_INSTRUCTIONS TO FOLLOW_. Reproduce every one of the lines below character for character, with no changes.

_DATASET EXCERPTS_.
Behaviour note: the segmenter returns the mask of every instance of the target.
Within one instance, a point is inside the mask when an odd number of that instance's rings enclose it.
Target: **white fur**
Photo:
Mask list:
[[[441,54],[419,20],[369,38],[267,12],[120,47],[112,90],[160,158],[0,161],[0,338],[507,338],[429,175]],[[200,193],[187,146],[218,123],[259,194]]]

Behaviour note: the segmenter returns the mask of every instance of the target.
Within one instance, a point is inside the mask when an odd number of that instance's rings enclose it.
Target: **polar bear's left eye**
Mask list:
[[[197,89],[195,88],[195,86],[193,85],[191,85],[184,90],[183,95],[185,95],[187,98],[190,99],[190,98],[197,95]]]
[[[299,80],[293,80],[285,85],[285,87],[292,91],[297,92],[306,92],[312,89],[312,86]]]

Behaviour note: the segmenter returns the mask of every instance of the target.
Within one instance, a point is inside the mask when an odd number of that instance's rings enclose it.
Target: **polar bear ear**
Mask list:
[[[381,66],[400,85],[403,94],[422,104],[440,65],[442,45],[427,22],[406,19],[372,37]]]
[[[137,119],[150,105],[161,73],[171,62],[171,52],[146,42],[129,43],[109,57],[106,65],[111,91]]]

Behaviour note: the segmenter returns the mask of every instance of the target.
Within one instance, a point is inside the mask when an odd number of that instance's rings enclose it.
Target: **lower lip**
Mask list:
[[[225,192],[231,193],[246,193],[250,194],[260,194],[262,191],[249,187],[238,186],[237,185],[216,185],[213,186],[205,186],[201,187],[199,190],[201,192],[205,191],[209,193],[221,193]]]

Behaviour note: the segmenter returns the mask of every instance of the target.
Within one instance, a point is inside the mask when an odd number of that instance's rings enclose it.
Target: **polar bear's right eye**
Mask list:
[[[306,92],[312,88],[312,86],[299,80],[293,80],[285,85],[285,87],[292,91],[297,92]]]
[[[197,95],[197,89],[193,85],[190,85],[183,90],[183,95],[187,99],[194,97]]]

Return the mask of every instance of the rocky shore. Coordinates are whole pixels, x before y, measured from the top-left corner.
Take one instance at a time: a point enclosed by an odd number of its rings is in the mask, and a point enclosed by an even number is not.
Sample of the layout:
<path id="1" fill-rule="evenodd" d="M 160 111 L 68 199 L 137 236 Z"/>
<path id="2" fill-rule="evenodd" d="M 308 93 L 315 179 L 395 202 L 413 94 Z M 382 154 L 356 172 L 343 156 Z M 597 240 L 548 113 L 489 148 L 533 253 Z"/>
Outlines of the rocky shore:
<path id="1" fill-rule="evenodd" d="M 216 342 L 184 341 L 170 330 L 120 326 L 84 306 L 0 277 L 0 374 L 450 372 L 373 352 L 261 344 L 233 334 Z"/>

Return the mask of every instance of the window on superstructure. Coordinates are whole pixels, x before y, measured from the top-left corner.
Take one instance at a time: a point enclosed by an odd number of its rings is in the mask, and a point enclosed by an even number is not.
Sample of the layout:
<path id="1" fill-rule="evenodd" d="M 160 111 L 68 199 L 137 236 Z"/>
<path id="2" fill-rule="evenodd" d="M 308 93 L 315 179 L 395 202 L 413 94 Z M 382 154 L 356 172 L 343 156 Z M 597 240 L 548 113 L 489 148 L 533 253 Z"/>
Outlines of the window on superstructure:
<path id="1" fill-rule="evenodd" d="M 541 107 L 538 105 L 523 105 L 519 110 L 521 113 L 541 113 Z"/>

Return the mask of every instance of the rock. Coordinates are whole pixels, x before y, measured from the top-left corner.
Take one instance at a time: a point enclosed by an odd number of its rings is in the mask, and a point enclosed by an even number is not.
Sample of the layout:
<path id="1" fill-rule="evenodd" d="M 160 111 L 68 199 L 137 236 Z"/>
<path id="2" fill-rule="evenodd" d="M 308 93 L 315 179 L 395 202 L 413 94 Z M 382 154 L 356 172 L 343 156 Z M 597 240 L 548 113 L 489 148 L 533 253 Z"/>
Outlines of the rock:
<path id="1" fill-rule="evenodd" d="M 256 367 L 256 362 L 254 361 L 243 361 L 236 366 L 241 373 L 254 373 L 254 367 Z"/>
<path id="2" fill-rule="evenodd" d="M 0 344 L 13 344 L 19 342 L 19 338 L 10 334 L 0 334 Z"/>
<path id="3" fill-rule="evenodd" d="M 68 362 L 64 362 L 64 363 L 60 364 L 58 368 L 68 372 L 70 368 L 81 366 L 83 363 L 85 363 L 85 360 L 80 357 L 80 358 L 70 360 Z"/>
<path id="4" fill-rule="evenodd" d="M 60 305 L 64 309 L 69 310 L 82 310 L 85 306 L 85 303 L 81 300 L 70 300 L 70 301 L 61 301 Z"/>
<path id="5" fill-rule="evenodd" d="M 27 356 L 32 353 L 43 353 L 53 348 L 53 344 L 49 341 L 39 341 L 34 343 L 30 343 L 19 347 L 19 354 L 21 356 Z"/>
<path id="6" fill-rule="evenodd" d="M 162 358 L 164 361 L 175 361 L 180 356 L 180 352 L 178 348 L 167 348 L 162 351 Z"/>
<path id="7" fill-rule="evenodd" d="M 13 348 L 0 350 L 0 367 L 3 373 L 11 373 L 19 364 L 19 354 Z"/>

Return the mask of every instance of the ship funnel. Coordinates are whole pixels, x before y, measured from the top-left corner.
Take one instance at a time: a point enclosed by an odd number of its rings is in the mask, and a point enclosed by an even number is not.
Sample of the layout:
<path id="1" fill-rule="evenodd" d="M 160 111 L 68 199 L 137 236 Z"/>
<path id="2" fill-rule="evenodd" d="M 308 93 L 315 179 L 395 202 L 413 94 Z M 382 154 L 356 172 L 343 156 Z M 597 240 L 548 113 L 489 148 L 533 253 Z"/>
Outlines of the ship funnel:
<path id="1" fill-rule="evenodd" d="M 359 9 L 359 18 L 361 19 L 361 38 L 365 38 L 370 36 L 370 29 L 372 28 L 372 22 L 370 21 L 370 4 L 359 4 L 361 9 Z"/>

_RESPONSE TO THIS TASK_.
Behaviour note: the segmenter returns the mask of every instance of the target.
Within one instance, a point is inside the mask when an odd number of that instance's rings enclose it.
Target: **white fur**
Photo:
Mask list:
[[[441,54],[419,20],[369,38],[267,12],[120,47],[112,90],[160,158],[0,161],[0,338],[507,338],[429,175]],[[200,193],[187,146],[218,123],[259,194]]]

Behaviour note: the segmenter returns the mask of every instance of the target.
Within one instance, a point is inside the mask when an odd number of that instance's rings enclose it.
Target: **polar bear's left eye**
Mask list:
[[[197,89],[195,88],[195,86],[193,85],[191,85],[184,90],[183,95],[185,95],[187,98],[190,99],[190,98],[197,95]]]
[[[299,80],[293,80],[285,85],[285,87],[292,91],[297,92],[306,92],[312,89],[312,86]]]

Behaviour note: the segmenter returns the mask of every instance of the target.
Within one instance, a point is inside the mask when an odd number of that instance's rings enclose it.
Target: **polar bear ear**
Mask list:
[[[381,66],[400,85],[403,94],[422,104],[440,65],[442,45],[427,22],[406,19],[372,37]]]
[[[137,119],[150,105],[161,73],[171,62],[171,52],[146,42],[129,43],[109,57],[106,65],[111,91]]]

Behaviour note: the segmenter returns the mask of every instance of the target.
Within one instance, a point is inside the mask when an odd number of that instance's rings enclose it.
Target: **lower lip**
Mask list:
[[[225,192],[231,193],[246,193],[250,194],[260,194],[262,191],[249,187],[238,186],[237,185],[216,185],[213,186],[205,186],[201,187],[199,190],[201,192],[205,191],[209,193],[221,193]]]

Behaviour note: the segmenter returns the mask of every instance of the target.
Within one instance, a point is inside the mask when an odd number of that instance's rings enclose it.
Target: **polar bear's right eye**
Mask list:
[[[306,92],[312,88],[312,86],[299,80],[293,80],[285,85],[285,87],[292,91],[297,92]]]
[[[197,95],[197,89],[193,85],[190,85],[183,90],[183,95],[187,99],[194,97]]]

Return the mask of every instance of the rocky shore. Coordinates are whole pixels, x before y, measured from the top-left corner.
Take one instance at a time: a point enclosed by an odd number of its rings is in the mask, and a point enclosed by an even number is not.
Sample of the layout:
<path id="1" fill-rule="evenodd" d="M 160 111 L 68 199 L 137 236 Z"/>
<path id="2" fill-rule="evenodd" d="M 308 93 L 315 179 L 395 202 L 413 94 Z M 382 154 L 356 172 L 343 156 Z M 597 240 L 548 113 L 489 148 L 533 253 Z"/>
Outlines of the rocky shore:
<path id="1" fill-rule="evenodd" d="M 216 342 L 184 341 L 170 330 L 120 326 L 84 306 L 0 277 L 0 374 L 450 372 L 373 352 L 261 344 L 233 334 Z"/>

Return the mask of every instance of the window on superstructure. Coordinates are whole pixels, x before y, measured from the top-left corner.
Take one instance at a time: a point enclosed by an odd number of its rings is in the mask, and a point enclosed by an even number is not.
Sample of the layout:
<path id="1" fill-rule="evenodd" d="M 160 111 L 68 199 L 137 236 Z"/>
<path id="2" fill-rule="evenodd" d="M 308 93 L 315 179 L 395 202 L 413 94 Z M 382 154 L 356 172 L 343 156 Z M 597 240 L 548 113 L 489 148 L 533 253 Z"/>
Outlines of the window on superstructure:
<path id="1" fill-rule="evenodd" d="M 541 107 L 538 105 L 523 105 L 519 110 L 521 113 L 541 113 Z"/>

Return the mask of every instance of the rock. Coordinates are whole pixels, x before y, measured from the top-left corner.
Take one instance at a time: a point enclosed by an odd number of its rings is in the mask, and a point enclosed by an even number is not.
Sample of the layout:
<path id="1" fill-rule="evenodd" d="M 160 111 L 68 199 L 137 236 Z"/>
<path id="2" fill-rule="evenodd" d="M 308 93 L 315 179 L 395 202 L 413 94 Z M 382 154 L 356 172 L 343 156 Z M 597 240 L 548 113 L 489 148 L 533 253 Z"/>
Outlines of the rock:
<path id="1" fill-rule="evenodd" d="M 256 367 L 256 362 L 254 361 L 243 361 L 236 366 L 241 373 L 254 373 L 254 367 Z"/>
<path id="2" fill-rule="evenodd" d="M 0 344 L 13 344 L 19 342 L 19 338 L 10 334 L 0 334 Z"/>
<path id="3" fill-rule="evenodd" d="M 68 362 L 64 362 L 64 363 L 60 364 L 58 368 L 68 372 L 70 368 L 81 366 L 83 363 L 85 363 L 85 360 L 80 357 L 80 358 L 70 360 Z"/>
<path id="4" fill-rule="evenodd" d="M 60 305 L 64 309 L 69 310 L 82 310 L 85 306 L 85 303 L 81 300 L 70 300 L 70 301 L 61 301 Z"/>
<path id="5" fill-rule="evenodd" d="M 27 356 L 32 353 L 43 353 L 53 348 L 53 344 L 49 341 L 39 341 L 34 343 L 30 343 L 19 347 L 19 354 L 21 356 Z"/>
<path id="6" fill-rule="evenodd" d="M 162 358 L 164 361 L 175 361 L 180 356 L 180 352 L 178 348 L 167 348 L 162 351 Z"/>
<path id="7" fill-rule="evenodd" d="M 13 348 L 0 350 L 0 367 L 3 373 L 11 373 L 19 364 L 19 354 Z"/>

Return the mask of every instance of the ship funnel. Coordinates are whole pixels, x before y, measured from the top-left corner.
Take one instance at a time: a point enclosed by an odd number of its rings is in the mask, and a point enclosed by an even number is not.
Sample of the layout:
<path id="1" fill-rule="evenodd" d="M 160 111 L 68 199 L 137 236 Z"/>
<path id="2" fill-rule="evenodd" d="M 308 93 L 315 179 L 395 202 L 413 94 Z M 382 154 L 356 172 L 343 156 Z M 597 240 L 548 113 L 489 148 L 533 253 Z"/>
Outlines of the ship funnel:
<path id="1" fill-rule="evenodd" d="M 359 9 L 359 18 L 361 19 L 361 38 L 365 38 L 370 36 L 370 29 L 372 28 L 372 22 L 370 21 L 370 4 L 359 4 L 361 9 Z"/>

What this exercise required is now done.